-- Start of LISTED ENTRIES --

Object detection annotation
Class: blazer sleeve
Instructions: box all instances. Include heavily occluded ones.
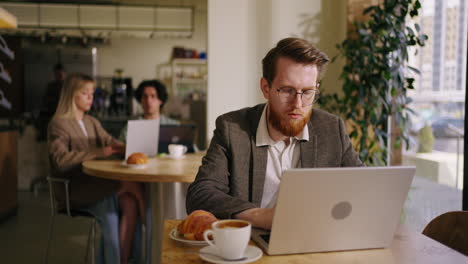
[47,120,108,172]
[186,117,257,219]
[92,118,124,147]
[339,118,364,167]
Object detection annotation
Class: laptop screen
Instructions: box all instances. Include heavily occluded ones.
[158,124,197,153]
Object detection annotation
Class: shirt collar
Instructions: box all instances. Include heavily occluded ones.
[255,104,309,147]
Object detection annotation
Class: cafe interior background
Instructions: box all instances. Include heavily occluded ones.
[0,0,468,263]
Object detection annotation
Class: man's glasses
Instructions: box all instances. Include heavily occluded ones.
[276,87,320,106]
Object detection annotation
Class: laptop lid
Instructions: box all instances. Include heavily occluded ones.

-- End of LISTED ENTRIES --

(INSTRUCTIONS TO FOLLOW): Reproduce all the rows above with every "occluded" swapped for "obscured" and nothing else altered. Omit the pictures from the output.

(RESPONSE):
Object detection annotation
Class: blazer sleeve
Instructions: box all instances. Include heavily obscured ones.
[47,120,108,172]
[186,117,257,219]
[92,118,124,147]
[339,118,364,167]
Object detection annotation
Class: laptop screen
Instructions: box all instances. Include heavily obscured ones.
[158,124,197,153]
Object detection annotation
Class: shirt collar
Instructions: box all instances. Include heavily obscured ones.
[255,104,309,147]
Object detection annotation
Class: cafe interior background
Instructions: box all instances. Include heavily obscured ones.
[0,0,468,263]
Object detection annotation
Class: man's glasses
Instructions: box all instances. Include heavily obscured ones.
[276,87,320,106]
Object detection annotation
Class: laptop lid
Instructions: box all instances. Include heavily obscured ones.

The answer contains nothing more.